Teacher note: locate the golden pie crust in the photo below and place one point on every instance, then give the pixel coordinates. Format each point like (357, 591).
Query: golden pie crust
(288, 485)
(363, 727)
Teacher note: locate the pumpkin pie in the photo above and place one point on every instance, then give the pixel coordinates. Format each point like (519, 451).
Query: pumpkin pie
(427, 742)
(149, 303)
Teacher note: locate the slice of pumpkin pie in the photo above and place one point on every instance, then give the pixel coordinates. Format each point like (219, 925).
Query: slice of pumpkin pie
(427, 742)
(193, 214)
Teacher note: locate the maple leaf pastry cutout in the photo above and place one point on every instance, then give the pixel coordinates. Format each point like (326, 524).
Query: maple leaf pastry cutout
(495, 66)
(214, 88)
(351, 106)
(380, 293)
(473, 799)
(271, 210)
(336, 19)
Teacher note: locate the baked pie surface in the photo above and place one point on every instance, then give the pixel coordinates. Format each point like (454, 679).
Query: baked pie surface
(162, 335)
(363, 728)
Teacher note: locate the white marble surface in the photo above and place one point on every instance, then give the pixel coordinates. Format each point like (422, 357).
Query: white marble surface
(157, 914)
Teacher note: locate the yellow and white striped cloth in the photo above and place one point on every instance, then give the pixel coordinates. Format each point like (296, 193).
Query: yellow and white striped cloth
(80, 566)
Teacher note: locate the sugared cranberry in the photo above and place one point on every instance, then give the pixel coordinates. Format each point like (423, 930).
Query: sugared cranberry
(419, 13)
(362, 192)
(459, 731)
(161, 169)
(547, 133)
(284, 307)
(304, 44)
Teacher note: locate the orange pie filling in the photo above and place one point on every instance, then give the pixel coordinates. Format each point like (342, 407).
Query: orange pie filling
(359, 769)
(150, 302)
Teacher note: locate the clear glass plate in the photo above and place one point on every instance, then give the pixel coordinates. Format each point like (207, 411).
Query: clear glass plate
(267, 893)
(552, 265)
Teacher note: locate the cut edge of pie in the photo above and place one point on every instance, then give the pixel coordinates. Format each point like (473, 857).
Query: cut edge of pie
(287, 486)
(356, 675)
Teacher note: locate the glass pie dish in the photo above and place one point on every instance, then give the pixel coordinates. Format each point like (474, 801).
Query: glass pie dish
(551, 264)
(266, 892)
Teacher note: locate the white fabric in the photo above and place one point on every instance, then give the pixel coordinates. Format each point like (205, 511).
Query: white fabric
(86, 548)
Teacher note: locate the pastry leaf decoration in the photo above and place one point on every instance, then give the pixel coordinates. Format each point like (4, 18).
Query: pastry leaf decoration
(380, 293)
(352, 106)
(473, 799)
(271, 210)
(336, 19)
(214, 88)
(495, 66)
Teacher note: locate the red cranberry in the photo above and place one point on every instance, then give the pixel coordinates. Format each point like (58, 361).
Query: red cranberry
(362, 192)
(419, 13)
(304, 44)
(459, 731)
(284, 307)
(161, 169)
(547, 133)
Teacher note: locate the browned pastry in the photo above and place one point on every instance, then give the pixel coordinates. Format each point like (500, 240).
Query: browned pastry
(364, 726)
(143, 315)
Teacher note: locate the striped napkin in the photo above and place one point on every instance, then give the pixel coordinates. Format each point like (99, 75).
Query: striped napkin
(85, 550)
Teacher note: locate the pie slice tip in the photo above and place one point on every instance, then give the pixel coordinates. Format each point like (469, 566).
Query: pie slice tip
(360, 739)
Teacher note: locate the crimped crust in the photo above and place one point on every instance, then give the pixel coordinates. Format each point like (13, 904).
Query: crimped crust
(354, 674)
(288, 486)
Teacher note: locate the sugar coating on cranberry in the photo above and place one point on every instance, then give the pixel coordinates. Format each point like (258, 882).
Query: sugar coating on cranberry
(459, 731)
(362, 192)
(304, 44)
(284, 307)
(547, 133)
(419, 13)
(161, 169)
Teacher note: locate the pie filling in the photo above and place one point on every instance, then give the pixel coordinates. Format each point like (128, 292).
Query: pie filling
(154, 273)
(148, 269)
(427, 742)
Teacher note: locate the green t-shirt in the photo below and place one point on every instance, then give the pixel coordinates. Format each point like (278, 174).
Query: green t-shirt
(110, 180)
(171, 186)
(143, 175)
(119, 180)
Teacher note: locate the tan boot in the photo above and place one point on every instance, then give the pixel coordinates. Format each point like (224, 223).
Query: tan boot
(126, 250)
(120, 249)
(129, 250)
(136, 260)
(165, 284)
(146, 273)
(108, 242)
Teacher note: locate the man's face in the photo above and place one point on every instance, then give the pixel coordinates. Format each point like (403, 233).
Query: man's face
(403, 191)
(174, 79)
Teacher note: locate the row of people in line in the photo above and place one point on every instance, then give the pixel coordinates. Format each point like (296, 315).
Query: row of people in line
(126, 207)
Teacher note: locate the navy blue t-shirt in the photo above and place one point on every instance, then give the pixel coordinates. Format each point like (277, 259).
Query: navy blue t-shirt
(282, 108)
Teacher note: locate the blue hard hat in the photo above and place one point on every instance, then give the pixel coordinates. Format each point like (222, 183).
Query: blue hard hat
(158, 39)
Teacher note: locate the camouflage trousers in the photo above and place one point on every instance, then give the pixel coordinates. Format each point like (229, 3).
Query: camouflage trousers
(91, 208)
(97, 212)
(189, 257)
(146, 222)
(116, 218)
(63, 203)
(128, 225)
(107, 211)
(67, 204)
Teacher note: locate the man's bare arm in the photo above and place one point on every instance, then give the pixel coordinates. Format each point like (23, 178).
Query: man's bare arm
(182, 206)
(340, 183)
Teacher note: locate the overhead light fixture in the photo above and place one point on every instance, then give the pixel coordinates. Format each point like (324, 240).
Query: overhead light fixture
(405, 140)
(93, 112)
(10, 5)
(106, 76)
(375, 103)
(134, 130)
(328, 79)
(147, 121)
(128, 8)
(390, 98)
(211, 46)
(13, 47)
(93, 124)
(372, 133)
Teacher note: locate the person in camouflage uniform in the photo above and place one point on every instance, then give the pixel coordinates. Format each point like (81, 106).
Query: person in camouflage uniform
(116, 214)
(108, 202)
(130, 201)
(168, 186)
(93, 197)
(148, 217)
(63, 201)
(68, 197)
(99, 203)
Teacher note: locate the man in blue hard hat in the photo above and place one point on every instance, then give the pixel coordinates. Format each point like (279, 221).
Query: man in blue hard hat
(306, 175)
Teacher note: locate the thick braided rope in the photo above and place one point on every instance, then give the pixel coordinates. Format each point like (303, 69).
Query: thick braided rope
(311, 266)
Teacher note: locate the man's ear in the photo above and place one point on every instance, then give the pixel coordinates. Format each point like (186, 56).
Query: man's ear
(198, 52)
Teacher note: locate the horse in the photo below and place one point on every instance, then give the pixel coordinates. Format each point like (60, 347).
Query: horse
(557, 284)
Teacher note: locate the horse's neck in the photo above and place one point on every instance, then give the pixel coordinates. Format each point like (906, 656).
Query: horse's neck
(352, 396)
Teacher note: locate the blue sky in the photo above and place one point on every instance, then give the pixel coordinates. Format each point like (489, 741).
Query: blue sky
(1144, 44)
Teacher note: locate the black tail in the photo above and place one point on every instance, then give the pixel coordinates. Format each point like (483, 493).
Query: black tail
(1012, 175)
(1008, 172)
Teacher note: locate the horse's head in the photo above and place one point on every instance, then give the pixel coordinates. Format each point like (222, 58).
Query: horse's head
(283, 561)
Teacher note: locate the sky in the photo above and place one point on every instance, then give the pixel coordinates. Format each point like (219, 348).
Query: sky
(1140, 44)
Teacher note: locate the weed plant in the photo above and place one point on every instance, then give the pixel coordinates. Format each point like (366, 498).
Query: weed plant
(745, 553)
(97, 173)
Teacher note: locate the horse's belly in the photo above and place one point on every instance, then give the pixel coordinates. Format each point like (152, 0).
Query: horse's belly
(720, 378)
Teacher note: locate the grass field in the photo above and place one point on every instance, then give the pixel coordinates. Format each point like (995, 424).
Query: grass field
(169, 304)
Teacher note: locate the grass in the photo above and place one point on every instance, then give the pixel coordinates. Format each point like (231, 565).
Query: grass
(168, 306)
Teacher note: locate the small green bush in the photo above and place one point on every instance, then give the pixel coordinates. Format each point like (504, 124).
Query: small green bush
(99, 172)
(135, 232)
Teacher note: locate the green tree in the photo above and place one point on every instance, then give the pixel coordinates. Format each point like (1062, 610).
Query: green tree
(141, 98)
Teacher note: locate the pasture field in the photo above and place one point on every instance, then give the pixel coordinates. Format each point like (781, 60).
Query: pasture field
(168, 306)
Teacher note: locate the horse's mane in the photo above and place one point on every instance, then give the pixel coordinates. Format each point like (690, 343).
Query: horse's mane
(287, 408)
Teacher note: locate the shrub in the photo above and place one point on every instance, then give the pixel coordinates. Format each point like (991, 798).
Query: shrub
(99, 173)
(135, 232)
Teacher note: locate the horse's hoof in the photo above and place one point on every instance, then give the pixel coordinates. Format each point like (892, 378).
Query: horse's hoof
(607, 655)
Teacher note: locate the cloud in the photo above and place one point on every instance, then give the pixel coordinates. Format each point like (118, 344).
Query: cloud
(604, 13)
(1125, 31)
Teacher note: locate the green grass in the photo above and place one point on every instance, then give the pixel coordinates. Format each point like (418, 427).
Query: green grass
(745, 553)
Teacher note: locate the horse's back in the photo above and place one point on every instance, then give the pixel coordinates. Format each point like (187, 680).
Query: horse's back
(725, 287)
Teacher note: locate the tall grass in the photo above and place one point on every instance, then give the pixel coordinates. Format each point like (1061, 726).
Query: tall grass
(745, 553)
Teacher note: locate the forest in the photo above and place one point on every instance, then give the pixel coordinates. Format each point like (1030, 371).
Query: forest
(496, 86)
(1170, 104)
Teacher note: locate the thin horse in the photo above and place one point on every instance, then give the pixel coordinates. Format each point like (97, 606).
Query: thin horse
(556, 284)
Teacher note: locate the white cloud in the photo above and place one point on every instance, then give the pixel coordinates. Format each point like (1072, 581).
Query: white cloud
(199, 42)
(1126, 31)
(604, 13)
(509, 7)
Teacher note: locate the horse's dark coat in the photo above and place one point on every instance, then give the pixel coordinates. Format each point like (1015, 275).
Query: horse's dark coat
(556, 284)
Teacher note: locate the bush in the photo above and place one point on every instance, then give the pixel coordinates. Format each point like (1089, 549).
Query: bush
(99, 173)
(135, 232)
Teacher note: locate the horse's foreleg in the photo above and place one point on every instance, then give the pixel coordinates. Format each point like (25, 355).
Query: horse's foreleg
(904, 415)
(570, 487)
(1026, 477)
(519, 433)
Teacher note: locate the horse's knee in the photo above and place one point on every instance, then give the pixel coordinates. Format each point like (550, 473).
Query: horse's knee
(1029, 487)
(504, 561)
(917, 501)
:::::
● TASK BRIEF: Take the line with "Teacher note: locate the forest" and all lines after it through the end of the records, and write them out exactly; include nothing else.

● ANSWER TO THE EXERCISE:
Teacher note: locate the forest in the photo above and place one point on every instance, then give the pixel coordinates. Format each point like (1030, 371).
Query: forest
(496, 86)
(1170, 104)
Teacher note: locate the thin horse in the photo above and place one point on every instance, then give the pixel coordinates. Format each point like (97, 606).
Query: thin horse
(556, 284)
Teacher note: locate the white cloud in the photo above and place one point on every instance, then give the pixel coordinates. Format each point like (1072, 581).
Query: white cloud
(199, 42)
(1126, 31)
(604, 13)
(509, 7)
Teacher note: locate the horse's dark coat in the photo above and place one point on every instance, then give the pixel coordinates. Format each point like (1015, 275).
Query: horse's dark coat
(556, 284)
Teacher note: locate the bush in the photo above and place one point on every instance, then give the pixel coordinates. Format each point like (1089, 549).
Query: bush
(99, 173)
(135, 232)
Teacher note: locate the horse's foreleg in the photo above and place one point on every instance, then give the pixel coordinates. Format each point like (25, 355).
Query: horse's foreleg
(904, 415)
(570, 487)
(1026, 477)
(519, 433)
Teacher note: locate the horse's knee in the photo above and place one point on every instance, then give the pixel coordinates. Format each point like (550, 473).
Query: horse's knee
(1029, 487)
(504, 561)
(917, 501)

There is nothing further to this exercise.